Gather every line from the items below that contains the string "road", and copy each one out.

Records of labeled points
>>>>>

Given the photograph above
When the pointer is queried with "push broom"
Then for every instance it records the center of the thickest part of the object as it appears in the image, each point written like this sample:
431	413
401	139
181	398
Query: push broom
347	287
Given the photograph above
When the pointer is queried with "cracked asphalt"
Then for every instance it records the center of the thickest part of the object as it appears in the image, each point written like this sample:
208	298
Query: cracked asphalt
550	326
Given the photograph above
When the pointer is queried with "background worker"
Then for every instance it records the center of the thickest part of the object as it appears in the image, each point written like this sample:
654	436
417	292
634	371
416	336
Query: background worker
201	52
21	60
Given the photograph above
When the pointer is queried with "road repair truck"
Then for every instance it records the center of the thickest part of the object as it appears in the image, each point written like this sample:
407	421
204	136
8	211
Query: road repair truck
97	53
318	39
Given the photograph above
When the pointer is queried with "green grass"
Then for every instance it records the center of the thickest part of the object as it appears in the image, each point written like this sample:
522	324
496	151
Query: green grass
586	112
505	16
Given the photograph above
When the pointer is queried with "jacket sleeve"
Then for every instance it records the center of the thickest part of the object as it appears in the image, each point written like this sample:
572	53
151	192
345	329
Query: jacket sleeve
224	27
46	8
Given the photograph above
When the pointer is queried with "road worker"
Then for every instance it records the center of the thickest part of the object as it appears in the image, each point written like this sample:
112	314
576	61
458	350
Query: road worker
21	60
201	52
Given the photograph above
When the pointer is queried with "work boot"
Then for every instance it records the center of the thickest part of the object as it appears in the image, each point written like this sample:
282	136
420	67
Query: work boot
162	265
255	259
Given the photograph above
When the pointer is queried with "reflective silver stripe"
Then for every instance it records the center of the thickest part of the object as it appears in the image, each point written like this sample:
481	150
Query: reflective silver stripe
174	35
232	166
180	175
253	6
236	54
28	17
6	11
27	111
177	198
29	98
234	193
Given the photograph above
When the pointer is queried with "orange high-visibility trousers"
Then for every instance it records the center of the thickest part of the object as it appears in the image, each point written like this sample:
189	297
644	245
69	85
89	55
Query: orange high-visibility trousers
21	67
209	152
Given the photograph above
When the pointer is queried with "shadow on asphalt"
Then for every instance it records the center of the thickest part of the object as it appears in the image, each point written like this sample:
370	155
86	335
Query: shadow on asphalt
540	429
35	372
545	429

<<<<<

▶ [Completed exercise]:
When the pointer is queried with "road repair truck"
Query: road repair truck
When the pointer is queried with "road worker"
Query: road worker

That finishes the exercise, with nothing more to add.